» **Given request**:
Rewrite all of the records below, swapping every "Target" for "Goal" and leaving everything else untouched. Leave the pictures out.

» **Record list**:
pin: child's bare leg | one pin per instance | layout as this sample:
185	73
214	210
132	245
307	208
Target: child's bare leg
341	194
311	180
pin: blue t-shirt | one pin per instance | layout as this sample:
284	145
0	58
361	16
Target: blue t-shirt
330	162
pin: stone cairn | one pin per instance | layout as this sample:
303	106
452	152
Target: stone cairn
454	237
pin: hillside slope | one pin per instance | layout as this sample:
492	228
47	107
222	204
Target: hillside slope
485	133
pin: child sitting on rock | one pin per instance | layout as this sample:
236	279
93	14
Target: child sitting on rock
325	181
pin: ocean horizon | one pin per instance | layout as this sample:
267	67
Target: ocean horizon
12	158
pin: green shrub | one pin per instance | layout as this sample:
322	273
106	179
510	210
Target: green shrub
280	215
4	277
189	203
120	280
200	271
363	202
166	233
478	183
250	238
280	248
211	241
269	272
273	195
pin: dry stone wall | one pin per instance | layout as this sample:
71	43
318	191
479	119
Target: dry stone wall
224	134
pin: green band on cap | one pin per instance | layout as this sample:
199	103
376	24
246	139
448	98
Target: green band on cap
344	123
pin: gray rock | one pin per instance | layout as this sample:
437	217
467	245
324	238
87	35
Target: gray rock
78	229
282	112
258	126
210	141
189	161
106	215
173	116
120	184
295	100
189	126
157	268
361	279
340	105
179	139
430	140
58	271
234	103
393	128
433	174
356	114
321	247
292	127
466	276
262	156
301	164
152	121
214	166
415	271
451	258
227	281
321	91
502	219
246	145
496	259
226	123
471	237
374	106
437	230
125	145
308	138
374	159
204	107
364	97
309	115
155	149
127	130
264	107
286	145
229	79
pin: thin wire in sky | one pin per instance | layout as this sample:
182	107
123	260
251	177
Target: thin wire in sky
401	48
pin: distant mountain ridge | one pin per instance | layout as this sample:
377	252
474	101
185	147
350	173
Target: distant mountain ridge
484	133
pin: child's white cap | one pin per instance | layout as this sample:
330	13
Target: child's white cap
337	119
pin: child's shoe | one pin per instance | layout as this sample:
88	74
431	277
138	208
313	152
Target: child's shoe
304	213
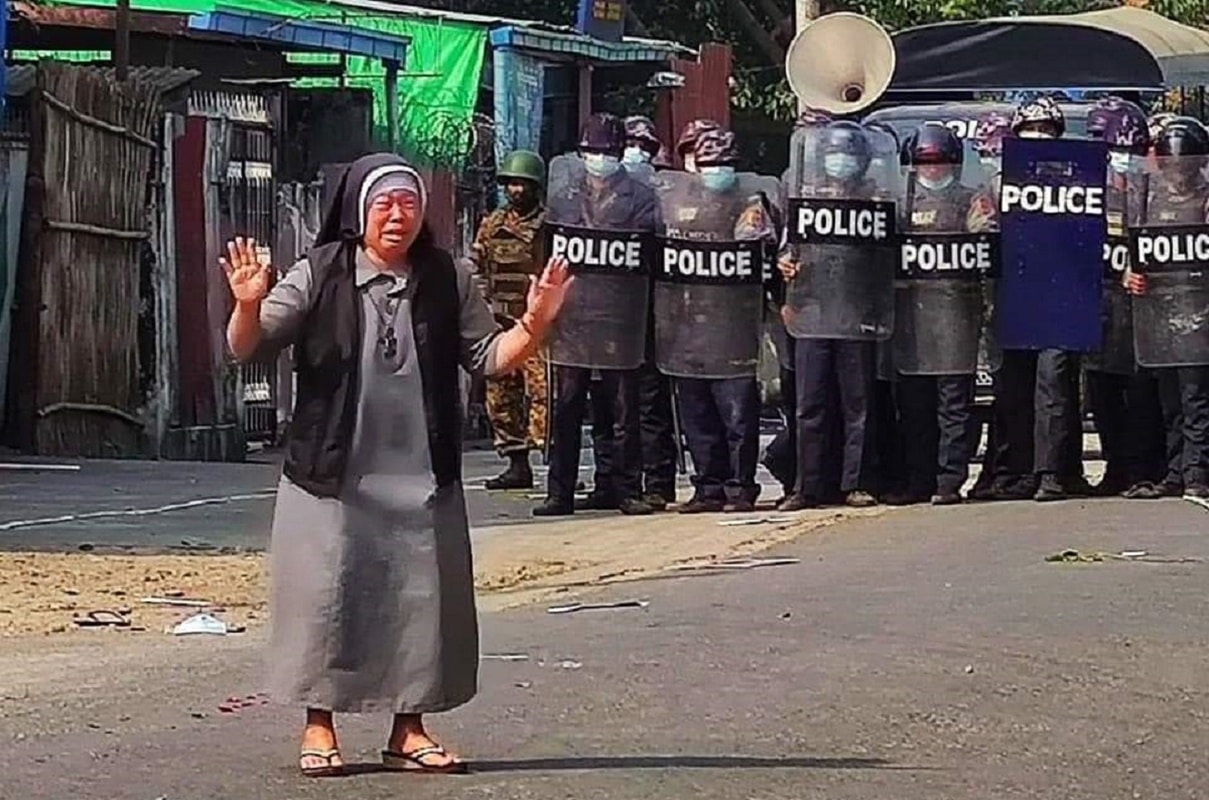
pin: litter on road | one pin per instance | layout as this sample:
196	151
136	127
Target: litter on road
735	523
736	563
571	608
175	601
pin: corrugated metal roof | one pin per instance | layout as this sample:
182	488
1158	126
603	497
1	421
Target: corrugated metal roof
19	79
489	21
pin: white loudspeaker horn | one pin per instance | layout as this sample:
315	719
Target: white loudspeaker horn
840	63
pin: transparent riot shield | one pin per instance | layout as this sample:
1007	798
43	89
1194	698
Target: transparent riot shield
939	295
603	227
1169	243
1116	354
840	231
709	277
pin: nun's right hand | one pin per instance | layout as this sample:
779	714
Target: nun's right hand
248	270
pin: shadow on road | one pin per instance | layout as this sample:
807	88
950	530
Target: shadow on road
680	763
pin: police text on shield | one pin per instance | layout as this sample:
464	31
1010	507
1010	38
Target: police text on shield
959	258
1173	249
596	251
1052	200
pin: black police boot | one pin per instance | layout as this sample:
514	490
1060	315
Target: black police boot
518	476
1050	490
699	504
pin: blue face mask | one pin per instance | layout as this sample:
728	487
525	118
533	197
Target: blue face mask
718	179
635	156
601	166
842	166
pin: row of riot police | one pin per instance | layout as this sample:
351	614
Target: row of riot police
889	296
670	270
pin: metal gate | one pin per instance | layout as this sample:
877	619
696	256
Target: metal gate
248	208
252	213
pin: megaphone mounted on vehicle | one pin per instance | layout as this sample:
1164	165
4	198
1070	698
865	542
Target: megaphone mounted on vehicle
840	63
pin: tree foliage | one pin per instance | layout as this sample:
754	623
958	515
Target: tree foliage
759	83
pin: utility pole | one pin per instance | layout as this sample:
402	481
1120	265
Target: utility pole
804	12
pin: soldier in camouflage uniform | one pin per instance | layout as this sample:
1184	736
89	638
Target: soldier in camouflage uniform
508	250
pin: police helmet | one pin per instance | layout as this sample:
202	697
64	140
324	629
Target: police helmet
521	164
1126	127
1157	122
1041	110
990	133
1183	138
692	131
642	131
1099	114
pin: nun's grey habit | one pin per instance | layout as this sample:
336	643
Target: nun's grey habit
372	589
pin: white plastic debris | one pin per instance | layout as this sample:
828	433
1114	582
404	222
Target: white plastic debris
201	624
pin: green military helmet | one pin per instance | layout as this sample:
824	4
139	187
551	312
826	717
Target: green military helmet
524	164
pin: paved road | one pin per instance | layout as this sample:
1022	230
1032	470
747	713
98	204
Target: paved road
921	655
226	505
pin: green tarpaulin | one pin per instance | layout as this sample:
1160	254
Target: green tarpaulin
438	87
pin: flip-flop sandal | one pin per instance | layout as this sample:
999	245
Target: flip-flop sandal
328	771
414	761
102	618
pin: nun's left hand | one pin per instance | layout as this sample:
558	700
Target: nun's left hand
547	293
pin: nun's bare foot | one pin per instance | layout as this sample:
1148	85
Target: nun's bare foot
320	751
411	747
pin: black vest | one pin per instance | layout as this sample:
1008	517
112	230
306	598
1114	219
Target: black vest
328	361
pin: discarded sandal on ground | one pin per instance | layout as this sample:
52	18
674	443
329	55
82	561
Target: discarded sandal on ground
328	770
418	761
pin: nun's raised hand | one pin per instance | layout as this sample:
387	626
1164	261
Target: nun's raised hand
547	293
248	270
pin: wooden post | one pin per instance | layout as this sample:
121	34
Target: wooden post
122	39
392	103
585	93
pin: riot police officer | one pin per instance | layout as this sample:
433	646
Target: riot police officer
590	197
937	323
1173	291
826	355
988	145
508	250
1039	421
1124	400
781	454
709	328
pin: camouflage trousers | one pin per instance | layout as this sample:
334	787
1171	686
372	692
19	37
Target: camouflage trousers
518	406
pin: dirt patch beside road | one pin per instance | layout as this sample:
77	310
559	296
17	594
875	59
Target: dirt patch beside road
45	592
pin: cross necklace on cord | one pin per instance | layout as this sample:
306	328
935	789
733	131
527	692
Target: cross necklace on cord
387	312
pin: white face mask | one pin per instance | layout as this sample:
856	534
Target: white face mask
1120	162
635	156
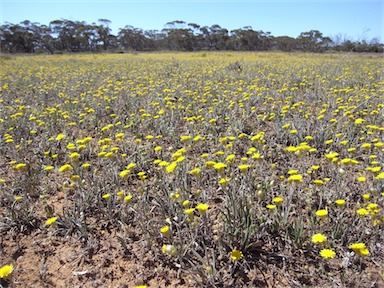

» **Full response**:
pin: child's bare leg | one pin per instance | layout as this sample:
185	73
214	210
132	245
307	208
Goal: child's bare leg
341	194
311	180
pin: blue t-shirt | one pin per instance | layout as this sample:
284	145
0	58
361	16
Goal: blue t-shirt
330	162
pin: stone cairn | one pin per instance | layout as this sample:
303	106
452	152
Goal: stone cairn
454	237
pin: hillside slope | one pin per instance | layout as this sample:
492	228
47	107
222	204
Goal: hillside slope
485	133
pin: child sitting on rock | one pin per instance | layout as this sample:
236	279
93	14
Goal: child sitting on rock
325	181
pin: ocean horizon | one pin per instance | layout as this sample:
267	67
Goal: ocean horizon
12	158
pin: green shrub | one pin per instance | layout as this sample:
322	273
106	179
510	210
Goal: green shrub
280	215
4	277
189	203
120	280
200	271
363	202
166	233
478	183
250	238
280	248
211	241
269	272
273	195
pin: dry stone wall | one pin per instance | layout as this sample:
71	43
318	191
479	119
Goal: dry stone wall
224	134
pin: green band on cap | one pin per instance | layout as this sample:
199	103
376	24
246	139
448	98
Goal: green band on cap
344	123
pin: gray rock | one pin per instance | layout as this sample:
437	217
467	245
324	238
87	35
Goal: gray rock
78	229
282	112
258	126
210	141
189	161
106	215
173	116
120	184
295	100
189	126
157	268
361	279
340	105
179	139
430	140
58	271
234	103
393	128
433	174
356	114
321	247
292	127
466	276
262	156
301	164
152	121
214	166
415	271
451	258
227	281
321	91
502	219
246	145
496	259
226	123
471	237
374	106
437	230
125	145
308	138
374	159
204	107
364	97
309	115
155	149
127	130
264	107
286	145
229	79
pin: thin wire in sky | one pin per instance | layout as this sample:
182	107
123	260
251	177
Goal: thin wire in sky
401	48
pin: distant mountain ridge | one pin per instance | layout as this sample:
377	252
474	101
185	147
350	173
Goal: distant mountain ridge
484	133
pin: child's white cap | one pin per instance | layout as this sample:
330	13
Goal: child's white cap
337	119
pin: child's shoe | one pin per instance | layout as this sample:
88	74
431	277
138	208
313	152
Goal: child's shoe
304	213
pin: litter on road | one pin per instance | layout as this sample:
196	151
136	127
Goal: litter on road
735	523
736	563
571	608
175	601
pin: corrugated metal roof | one pin per instance | layout as this sample:
182	488
1158	126
603	497
1	421
Goal: corrugated metal roof
19	79
489	21
pin: white loudspeaker horn | one pin per instance | layout as this sample:
315	719
Goal: white loudspeaker horn
840	63
pin: transparent riot shield | one pin per instance | layout as this sample:
1007	798
43	89
1194	698
Goal: transparent riot shield
939	295
603	227
1169	243
1116	354
840	231
709	277
pin: nun's right hand | one pin per instance | layout as this sample:
779	714
Goal: nun's right hand
248	270
pin: shadow on road | one pin per instance | layout as this sample:
807	88
950	530
Goal: shadow on road
680	763
pin: police text on shield | one pin per instance | layout as this sample:
464	31
1010	507
1010	38
Goal: police text on shield
959	258
1173	249
596	251
1052	200
pin: black police boot | one pin per instance | layout as this sample:
514	490
1060	315
Goal: black police boot
518	476
1050	490
699	504
pin: blue face mask | one pin per instance | layout as this sample:
728	487
525	118
533	197
Goal: blue face mask
718	179
635	156
601	166
842	166
pin: row of riot police | one pin per instance | layout as this sample:
351	614
Goal: row of riot police
889	296
670	270
pin: metal gate | one pin per instance | layout as this sample:
877	619
696	256
Goal: metal gate
248	208
252	213
pin: megaphone mounted on vehicle | one pin per instance | layout as this sample:
1164	165
4	198
1070	698
865	542
Goal: megaphone mounted on vehicle
840	63
pin: tree foliage | one pin per instance | layout as this sample:
754	623
958	515
Goal: tree foliage
759	83
pin: utility pole | one pin per instance | layout as this sample:
402	481
1120	265
Goal: utility pole
804	12
pin: soldier in camouflage uniform | one pin per instance | layout as this sample:
1184	736
89	638
Goal: soldier in camouflage uniform
508	250
pin: police helmet | one pin per instance | layout as this sample:
202	697
64	140
324	629
Goal: police helmet
521	164
1126	127
1157	122
1041	110
990	133
1183	138
692	131
642	131
1099	114
pin: nun's grey habit | one pin per instance | layout as this sample:
336	643
Goal: nun's grey habit
372	589
pin: white plastic debris | one pin per instance | layout as this sample:
828	433
1114	582
404	222
Goal: white plastic debris
201	624
pin: green military helmet | one pin per instance | layout as this sample:
824	4
139	187
551	312
826	717
Goal: green military helmet
524	164
pin: paved road | one pin per instance | layout as this sample:
1022	230
1032	470
747	713
98	204
Goal: paved road
921	655
226	505
pin: green tarpaulin | one pin per instance | layout as this sample:
1160	254
Goal: green tarpaulin
438	87
pin: flip-flop sandal | one pin per instance | layout as this sample:
999	245
Goal: flip-flop sandal
328	771
414	761
102	618
pin: nun's left hand | one pin per instance | layout as this sample:
558	700
Goal: nun's left hand
547	293
pin: nun's bare foot | one pin per instance | layout as this sample:
1148	85
Goal: nun's bare foot
320	751
411	747
pin: black vest | one pin per instance | layout as this sample:
1008	517
112	230
306	598
1114	219
Goal: black vest
328	361
pin: discarded sandal on ground | one pin per instance | layout as this sample:
52	18
674	443
329	55
82	561
Goal: discarded sandal on ground
328	770
418	761
pin: nun's raised hand | one pin per instance | layout as this sample:
387	626
1164	261
Goal: nun's raised hand
547	293
248	270
pin: wooden post | one pin per instance | layout as this sample:
121	34
Goal: wooden post
122	39
392	103
585	93
pin: riot police officer | one pin per instance | layout as this sample:
433	646
Goal: riot police officer
590	197
937	323
1173	291
826	355
988	145
508	250
1039	421
1124	400
781	454
709	328
pin: camouflage trousers | one pin per instance | layout as this sample:
334	787
1171	686
372	692
19	37
Goal: camouflage trousers
518	406
pin: dirt patch beside road | one pin per instance | layout as this sample:
77	310
559	296
17	594
875	59
Goal: dirt patch beside road
45	592
pin: cross necklace on cord | one pin per instance | layout as this sample:
306	328
935	789
733	131
527	692
Goal: cross necklace on cord
387	312
pin: white face mask | one pin per instance | layout as this sample:
856	534
Goal: white face mask
1120	162
635	156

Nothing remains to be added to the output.